# What this exercise asks:
1. From the article on Kenya's Covid vaccine rollout below, pull out the passage starting with "The county has" and going on through "around the vaccine.", copied word for word.
2. Extend the article on Kenya's Covid vaccine rollout, picking up right after its last sentence.

*** Source text Section Begins ***

But the reality is not so simple – especially outside of Nairobi.

While at least a quarter of adults in the Nairobi area are fully jabbed, that proportion drops to less than 5 per cent in 15 of Kenya’s 47 counties.

Dr Ronnie Kibet, who oversees Covid vaccinations in Bomet county in Kenya’s South Rift region, said that logistics was as much an issue if not more so than supplies.

In Bomet county, which has a population of about 875,000, there are 160 health facilities in total – from medicine dispensary through to hospitals – of which about a quarter can administer inoculations, and only five are able to store the vaccine.

“Health workers have to come and collect them in the morning, do the outreach and bring back the remnants in the evening, then come again the next day,” said Dr Kibet.

The county has access to a meagre 3,000 doses every three months and while officials can also request more, it depends on the availability at a regional depot nearly 200km away.

Dr Kibet must also contend with myths and misconceptions around the vaccine.

A man walks past a Covid mural in Kibera in Nairobi, Kenya, last year
A man walks past a Covid mural in Kibera in Nairobi, Kenya, last year (EPA-EFE)

Rumours abound within communities and on social media; some say the jab causes blood clots, impotence or infertility, and even death.

*** Source text Section Ends ***
*** Material provided Section Begins ***

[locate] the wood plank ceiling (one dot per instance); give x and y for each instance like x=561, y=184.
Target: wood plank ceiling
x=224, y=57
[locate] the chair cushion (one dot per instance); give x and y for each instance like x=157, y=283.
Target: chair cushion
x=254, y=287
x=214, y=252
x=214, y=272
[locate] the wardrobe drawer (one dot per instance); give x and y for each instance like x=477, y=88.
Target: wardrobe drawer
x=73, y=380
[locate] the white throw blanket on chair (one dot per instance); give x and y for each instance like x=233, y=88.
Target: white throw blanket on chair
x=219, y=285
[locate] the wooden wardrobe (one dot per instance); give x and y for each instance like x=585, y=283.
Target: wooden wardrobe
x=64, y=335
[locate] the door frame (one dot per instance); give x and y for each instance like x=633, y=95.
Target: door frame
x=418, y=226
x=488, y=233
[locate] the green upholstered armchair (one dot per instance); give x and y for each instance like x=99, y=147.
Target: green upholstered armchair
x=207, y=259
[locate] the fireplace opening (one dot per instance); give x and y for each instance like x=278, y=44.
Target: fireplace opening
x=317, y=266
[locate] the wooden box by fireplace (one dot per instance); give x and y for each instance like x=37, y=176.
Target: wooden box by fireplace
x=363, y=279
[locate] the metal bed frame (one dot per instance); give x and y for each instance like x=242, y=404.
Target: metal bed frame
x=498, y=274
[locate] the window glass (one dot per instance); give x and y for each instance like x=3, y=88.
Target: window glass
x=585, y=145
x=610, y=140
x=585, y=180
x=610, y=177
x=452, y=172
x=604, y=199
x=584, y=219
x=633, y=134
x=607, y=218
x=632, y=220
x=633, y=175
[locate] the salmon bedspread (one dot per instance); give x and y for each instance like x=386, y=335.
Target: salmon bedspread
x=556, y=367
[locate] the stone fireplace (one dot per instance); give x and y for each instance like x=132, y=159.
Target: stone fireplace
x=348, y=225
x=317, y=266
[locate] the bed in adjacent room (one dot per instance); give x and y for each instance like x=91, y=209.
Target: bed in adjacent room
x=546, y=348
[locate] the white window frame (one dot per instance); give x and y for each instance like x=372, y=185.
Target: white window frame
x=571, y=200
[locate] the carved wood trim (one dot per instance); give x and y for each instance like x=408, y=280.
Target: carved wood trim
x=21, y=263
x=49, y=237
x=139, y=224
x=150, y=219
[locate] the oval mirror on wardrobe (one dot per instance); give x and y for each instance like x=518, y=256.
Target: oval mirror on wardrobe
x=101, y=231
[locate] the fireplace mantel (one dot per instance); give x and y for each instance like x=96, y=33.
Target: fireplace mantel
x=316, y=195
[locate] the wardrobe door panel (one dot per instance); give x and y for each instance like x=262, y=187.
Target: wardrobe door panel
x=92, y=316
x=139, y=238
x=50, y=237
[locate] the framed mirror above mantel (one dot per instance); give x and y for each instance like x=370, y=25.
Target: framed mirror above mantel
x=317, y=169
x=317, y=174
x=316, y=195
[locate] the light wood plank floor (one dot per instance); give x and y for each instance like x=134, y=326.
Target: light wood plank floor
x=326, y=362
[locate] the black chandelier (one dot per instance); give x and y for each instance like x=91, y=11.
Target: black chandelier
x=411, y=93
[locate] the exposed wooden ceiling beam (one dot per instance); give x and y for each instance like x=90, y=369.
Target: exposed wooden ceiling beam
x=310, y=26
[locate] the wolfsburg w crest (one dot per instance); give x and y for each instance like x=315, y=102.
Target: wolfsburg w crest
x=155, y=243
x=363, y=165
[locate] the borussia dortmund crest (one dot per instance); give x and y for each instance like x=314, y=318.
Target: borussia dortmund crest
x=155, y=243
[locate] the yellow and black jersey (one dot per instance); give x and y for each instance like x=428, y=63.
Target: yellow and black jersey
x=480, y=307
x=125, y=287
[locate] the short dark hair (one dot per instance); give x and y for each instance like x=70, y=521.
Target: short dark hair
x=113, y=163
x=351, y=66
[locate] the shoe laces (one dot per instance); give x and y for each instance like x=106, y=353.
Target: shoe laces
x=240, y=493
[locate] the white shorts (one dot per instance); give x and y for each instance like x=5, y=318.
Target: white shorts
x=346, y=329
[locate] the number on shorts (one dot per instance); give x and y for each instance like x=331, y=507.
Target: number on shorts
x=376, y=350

*** Material provided Section Ends ***
*** Material provided Section Begins ***

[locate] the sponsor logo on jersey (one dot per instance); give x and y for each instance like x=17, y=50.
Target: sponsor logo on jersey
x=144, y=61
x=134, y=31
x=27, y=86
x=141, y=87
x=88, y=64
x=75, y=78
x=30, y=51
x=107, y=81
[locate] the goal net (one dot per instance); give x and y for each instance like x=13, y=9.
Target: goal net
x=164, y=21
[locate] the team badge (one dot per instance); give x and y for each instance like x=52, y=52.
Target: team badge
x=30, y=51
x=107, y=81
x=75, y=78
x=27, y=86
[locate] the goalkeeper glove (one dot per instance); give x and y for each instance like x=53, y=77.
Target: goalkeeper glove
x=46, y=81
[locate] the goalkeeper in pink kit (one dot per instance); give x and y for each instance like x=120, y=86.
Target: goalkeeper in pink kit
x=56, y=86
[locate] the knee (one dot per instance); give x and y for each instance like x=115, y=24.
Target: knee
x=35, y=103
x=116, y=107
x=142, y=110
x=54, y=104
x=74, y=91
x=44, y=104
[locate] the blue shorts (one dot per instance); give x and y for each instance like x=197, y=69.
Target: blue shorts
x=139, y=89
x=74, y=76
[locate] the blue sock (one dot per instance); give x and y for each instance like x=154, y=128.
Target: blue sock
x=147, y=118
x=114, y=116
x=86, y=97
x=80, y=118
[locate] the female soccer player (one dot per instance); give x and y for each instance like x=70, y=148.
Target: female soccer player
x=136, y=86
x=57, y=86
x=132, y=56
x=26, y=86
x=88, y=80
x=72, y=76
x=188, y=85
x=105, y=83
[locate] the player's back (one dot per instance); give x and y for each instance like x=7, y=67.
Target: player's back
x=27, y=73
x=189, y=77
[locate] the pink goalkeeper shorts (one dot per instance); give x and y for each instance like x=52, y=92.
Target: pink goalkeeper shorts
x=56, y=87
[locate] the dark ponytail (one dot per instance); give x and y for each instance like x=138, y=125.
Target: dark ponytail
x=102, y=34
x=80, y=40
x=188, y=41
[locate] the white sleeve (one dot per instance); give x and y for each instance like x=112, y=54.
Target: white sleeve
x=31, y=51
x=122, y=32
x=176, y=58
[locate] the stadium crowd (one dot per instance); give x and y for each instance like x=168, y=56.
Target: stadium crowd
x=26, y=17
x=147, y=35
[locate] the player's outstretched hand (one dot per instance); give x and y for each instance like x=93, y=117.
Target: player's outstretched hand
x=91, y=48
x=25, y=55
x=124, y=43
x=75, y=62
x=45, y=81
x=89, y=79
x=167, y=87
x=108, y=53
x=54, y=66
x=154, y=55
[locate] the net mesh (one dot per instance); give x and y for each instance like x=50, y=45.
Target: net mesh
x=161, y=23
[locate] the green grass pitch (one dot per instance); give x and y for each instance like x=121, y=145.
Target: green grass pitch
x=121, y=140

*** Material provided Section Ends ***
*** Material provided Section Begins ***

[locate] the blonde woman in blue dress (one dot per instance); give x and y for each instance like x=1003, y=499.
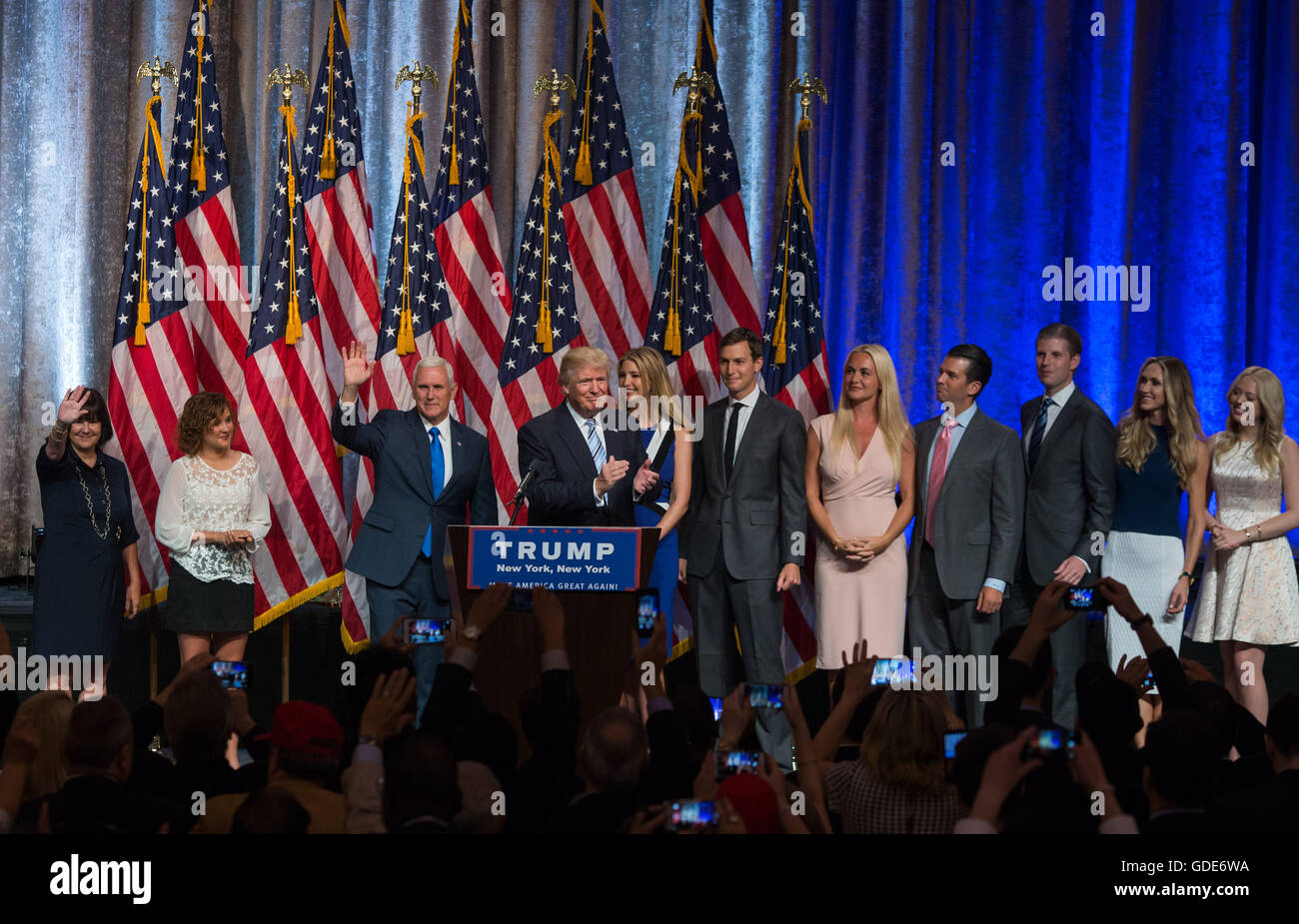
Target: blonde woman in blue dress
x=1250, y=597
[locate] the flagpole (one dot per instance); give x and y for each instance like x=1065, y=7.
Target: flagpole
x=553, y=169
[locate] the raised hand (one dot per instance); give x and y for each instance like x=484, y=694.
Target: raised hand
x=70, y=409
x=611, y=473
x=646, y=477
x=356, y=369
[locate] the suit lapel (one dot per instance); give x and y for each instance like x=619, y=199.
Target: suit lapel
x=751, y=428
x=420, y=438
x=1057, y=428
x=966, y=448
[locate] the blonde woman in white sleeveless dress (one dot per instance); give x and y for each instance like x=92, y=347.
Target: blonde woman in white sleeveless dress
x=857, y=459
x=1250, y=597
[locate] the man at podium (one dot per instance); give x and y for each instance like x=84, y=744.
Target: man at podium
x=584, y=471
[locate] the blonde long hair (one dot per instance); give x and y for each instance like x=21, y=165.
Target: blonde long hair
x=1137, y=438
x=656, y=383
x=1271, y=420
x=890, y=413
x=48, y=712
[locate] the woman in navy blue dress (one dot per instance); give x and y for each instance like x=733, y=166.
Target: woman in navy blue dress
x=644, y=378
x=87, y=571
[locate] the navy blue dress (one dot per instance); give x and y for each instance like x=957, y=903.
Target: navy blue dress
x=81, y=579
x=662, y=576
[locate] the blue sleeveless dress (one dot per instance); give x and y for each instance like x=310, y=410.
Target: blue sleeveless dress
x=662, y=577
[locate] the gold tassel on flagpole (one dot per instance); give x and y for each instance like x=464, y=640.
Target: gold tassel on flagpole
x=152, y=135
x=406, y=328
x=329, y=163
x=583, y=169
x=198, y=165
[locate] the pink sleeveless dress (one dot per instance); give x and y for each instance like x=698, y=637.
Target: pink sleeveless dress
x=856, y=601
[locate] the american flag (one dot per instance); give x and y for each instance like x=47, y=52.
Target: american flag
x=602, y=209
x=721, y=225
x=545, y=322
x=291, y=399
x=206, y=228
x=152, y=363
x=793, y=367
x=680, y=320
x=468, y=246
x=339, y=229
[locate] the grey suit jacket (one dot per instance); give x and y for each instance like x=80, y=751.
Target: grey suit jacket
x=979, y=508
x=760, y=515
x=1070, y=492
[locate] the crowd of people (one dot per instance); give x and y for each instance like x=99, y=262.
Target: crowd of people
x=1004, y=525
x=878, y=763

*** Material provided Section Ends ***

# Activity answers:
1.
The county has access to a meagre 3,000 doses every three months and while officials can also request more, it depends on the availability at a regional depot nearly 200km away.

Dr Kibet must also contend with myths and misconceptions around the vaccine.

2.
A survey of 400 Kenyans earlier this year by GeoPoll found that only 42 per cent believed they had been provided with enough trustworthy information about the Covid vaccine.

Furthermore, the proportion of respondents who said they would be likely to get the vaccine in the near term dropped from two-thirds in November 2020 to just over half in April this year.

But in Bomet, uptake has been improving since Dr Kibet and his team started reaching out to people in villages to convince them of the merits of being jabbed.

“We changed our approach from just waiting at the facility to going out there to look for people,” he added.

Yet such an approach is not replicable in more densely populated areas such as the informal settlement of Kibera, located in Nairobi just a few miles south of Kenyatta National Hospital.

Home to about 250,000 people, residents of the informal settlement are particularly vulnerable to Covid due to their close proximity to one another, the lack of proper infrastructure, and limited healthcare, not to mention worsening poverty.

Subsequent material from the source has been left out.